• [EXERCISE DETAILS] A single number is all that's needed: how many lines in the data contain the string "numbered".

• [Excerpts from a dataset]
%%

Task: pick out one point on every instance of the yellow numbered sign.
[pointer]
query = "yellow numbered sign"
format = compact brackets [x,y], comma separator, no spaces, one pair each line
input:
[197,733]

%%

• [OUTPUT OF THE EXERCISE] 2